*** Input records

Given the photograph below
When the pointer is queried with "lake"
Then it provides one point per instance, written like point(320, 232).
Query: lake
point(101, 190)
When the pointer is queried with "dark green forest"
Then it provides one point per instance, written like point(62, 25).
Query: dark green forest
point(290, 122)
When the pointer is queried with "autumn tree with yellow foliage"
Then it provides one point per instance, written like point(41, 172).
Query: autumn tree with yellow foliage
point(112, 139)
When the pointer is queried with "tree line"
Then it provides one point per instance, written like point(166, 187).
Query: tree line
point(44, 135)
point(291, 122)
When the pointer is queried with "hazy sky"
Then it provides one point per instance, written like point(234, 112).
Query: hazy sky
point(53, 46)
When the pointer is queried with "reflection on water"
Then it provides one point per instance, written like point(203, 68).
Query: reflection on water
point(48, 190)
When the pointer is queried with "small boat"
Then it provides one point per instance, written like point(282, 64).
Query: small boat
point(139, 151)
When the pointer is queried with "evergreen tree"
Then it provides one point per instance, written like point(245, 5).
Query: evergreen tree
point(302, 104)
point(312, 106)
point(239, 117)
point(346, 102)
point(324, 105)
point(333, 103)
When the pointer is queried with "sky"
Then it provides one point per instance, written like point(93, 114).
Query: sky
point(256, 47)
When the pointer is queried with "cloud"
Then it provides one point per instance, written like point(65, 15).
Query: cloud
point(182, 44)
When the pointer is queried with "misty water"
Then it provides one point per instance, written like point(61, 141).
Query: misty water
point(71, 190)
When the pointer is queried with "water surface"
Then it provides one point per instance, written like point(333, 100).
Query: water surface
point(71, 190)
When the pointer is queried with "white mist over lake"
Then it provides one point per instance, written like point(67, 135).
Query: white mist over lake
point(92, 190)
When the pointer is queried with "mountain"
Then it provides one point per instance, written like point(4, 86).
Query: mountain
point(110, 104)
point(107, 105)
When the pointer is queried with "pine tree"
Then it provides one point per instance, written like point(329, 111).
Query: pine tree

******

**Given task**
Return every line in the records above that contains the word "water".

**Answer to this task**
When the pointer is queried with "reflection on water"
Query: reflection on water
When the pointer is queried with "misty water"
Query: misty water
When the pointer is queried with "water surface"
Query: water surface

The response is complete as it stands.